╔══

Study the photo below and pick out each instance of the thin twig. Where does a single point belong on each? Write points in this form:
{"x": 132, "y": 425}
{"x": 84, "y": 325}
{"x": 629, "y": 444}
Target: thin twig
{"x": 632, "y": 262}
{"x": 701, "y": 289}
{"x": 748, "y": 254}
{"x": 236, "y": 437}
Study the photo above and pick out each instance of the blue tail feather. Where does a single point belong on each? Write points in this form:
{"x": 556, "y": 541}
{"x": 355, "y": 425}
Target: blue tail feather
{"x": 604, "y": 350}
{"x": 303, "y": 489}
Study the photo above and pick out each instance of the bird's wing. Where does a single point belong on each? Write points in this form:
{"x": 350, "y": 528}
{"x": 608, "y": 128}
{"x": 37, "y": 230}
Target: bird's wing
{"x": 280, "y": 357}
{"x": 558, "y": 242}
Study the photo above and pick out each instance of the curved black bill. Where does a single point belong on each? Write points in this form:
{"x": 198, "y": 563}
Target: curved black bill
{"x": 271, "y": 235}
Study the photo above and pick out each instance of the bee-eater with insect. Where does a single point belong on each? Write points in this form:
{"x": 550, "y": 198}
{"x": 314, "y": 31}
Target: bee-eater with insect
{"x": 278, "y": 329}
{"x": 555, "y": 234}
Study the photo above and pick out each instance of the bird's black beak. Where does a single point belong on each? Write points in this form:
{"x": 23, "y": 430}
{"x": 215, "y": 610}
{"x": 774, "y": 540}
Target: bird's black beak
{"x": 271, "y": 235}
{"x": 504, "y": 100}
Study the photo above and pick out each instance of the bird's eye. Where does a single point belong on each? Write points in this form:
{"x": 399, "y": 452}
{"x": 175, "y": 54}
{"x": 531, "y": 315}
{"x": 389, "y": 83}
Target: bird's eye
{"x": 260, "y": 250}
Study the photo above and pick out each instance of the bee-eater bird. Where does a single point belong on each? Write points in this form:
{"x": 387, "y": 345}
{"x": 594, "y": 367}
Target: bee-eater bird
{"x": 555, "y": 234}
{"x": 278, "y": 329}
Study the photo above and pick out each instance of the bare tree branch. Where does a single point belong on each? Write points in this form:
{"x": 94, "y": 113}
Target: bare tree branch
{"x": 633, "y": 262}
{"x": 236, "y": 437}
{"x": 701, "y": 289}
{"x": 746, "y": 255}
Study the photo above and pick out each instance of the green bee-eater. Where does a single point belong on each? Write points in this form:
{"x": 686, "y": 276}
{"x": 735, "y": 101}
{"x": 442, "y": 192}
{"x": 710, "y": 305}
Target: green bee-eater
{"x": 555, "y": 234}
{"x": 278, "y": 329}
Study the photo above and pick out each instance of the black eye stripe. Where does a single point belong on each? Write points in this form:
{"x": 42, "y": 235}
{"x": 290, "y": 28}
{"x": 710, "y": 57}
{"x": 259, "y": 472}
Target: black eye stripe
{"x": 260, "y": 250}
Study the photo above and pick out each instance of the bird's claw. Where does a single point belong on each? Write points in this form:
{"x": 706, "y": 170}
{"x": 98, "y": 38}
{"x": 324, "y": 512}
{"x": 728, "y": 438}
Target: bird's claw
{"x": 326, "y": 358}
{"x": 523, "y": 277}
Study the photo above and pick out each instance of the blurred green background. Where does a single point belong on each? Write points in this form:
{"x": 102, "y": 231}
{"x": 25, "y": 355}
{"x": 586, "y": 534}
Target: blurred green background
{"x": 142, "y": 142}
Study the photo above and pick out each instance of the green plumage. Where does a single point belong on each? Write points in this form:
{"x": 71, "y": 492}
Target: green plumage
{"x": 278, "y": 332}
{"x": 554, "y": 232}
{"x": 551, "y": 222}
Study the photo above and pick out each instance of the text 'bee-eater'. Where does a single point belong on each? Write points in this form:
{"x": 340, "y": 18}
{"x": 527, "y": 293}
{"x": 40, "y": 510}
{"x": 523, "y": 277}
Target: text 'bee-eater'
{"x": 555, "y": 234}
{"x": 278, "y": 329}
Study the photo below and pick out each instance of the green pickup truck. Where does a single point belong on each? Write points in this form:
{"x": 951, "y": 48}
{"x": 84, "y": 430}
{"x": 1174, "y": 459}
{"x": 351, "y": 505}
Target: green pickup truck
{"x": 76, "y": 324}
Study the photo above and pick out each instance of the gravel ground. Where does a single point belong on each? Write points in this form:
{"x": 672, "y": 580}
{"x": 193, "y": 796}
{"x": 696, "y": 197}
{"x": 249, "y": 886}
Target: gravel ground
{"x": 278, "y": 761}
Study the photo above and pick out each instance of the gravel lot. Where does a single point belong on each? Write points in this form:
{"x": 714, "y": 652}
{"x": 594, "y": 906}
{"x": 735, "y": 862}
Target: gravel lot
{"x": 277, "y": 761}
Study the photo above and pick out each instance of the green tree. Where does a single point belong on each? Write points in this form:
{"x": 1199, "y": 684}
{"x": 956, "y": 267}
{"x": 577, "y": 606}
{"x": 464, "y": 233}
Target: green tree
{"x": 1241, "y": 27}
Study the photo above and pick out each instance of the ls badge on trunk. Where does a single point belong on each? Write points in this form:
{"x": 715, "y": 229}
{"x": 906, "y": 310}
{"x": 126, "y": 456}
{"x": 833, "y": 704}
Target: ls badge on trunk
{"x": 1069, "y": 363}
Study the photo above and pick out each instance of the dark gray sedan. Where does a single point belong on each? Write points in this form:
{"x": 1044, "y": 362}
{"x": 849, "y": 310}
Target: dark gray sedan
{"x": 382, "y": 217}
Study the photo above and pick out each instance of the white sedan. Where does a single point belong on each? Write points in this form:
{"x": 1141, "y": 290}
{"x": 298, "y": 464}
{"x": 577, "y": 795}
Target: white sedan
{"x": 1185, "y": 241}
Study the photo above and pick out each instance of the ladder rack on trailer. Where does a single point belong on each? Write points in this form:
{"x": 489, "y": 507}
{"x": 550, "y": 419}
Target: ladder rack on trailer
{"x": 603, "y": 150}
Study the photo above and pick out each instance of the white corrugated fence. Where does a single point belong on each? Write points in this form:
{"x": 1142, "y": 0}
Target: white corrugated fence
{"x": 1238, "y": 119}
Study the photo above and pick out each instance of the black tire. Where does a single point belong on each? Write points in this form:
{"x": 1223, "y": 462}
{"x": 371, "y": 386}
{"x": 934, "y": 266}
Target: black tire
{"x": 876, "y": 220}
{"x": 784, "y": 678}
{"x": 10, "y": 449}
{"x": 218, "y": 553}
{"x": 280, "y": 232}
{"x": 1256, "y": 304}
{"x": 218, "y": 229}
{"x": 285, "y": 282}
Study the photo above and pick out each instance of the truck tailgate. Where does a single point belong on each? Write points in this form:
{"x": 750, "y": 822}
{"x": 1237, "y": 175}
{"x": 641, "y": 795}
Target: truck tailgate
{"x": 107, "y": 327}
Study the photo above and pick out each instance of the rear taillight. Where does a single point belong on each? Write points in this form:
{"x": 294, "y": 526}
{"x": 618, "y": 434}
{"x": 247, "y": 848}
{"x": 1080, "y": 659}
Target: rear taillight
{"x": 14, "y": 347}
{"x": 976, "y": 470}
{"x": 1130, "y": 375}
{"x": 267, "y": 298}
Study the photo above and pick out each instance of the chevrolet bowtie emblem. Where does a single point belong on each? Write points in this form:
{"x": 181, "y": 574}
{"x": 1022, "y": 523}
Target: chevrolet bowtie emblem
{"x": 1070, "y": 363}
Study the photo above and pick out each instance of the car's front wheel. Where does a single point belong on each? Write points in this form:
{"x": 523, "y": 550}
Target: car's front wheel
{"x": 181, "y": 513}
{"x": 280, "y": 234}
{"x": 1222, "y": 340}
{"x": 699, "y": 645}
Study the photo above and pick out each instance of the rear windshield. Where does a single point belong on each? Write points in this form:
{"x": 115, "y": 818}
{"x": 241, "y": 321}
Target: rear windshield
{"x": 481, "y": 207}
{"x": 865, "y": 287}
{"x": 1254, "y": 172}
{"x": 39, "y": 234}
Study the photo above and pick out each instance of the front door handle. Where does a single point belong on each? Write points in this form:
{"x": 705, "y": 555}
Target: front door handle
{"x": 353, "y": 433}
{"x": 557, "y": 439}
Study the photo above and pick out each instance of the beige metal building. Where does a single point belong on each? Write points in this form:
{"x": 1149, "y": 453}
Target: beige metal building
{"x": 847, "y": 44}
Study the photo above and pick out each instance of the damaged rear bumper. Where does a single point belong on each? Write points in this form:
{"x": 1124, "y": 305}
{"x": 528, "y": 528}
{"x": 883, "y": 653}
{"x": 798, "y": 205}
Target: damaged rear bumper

╚══

** What is expected **
Every line from the one containing "the rear windshield." through the end of the entries above must be echoed exactly, with both ends kept.

** Final result **
Study the photo above and pick out each instance of the rear windshield. Where does a single point belong on each? Write points in this form:
{"x": 115, "y": 818}
{"x": 241, "y": 321}
Target: rear windshield
{"x": 481, "y": 207}
{"x": 865, "y": 287}
{"x": 1254, "y": 172}
{"x": 39, "y": 234}
Study the photo above and pick out each instance of the front door handle. Where does a single point belong on each? Write points in this form:
{"x": 705, "y": 555}
Target: front door handle
{"x": 353, "y": 433}
{"x": 557, "y": 439}
Study the photo above and pick out each instance of the beige metal building. Where does a single point belong on each? Write points in this form:
{"x": 1149, "y": 453}
Target: beige metal building
{"x": 847, "y": 44}
Study the photo above and pick out each instance of the damaged rear bumper. Where does a single point belong on each? Write points in this form:
{"x": 1124, "y": 305}
{"x": 528, "y": 528}
{"x": 883, "y": 653}
{"x": 798, "y": 205}
Target: damaged rear bumper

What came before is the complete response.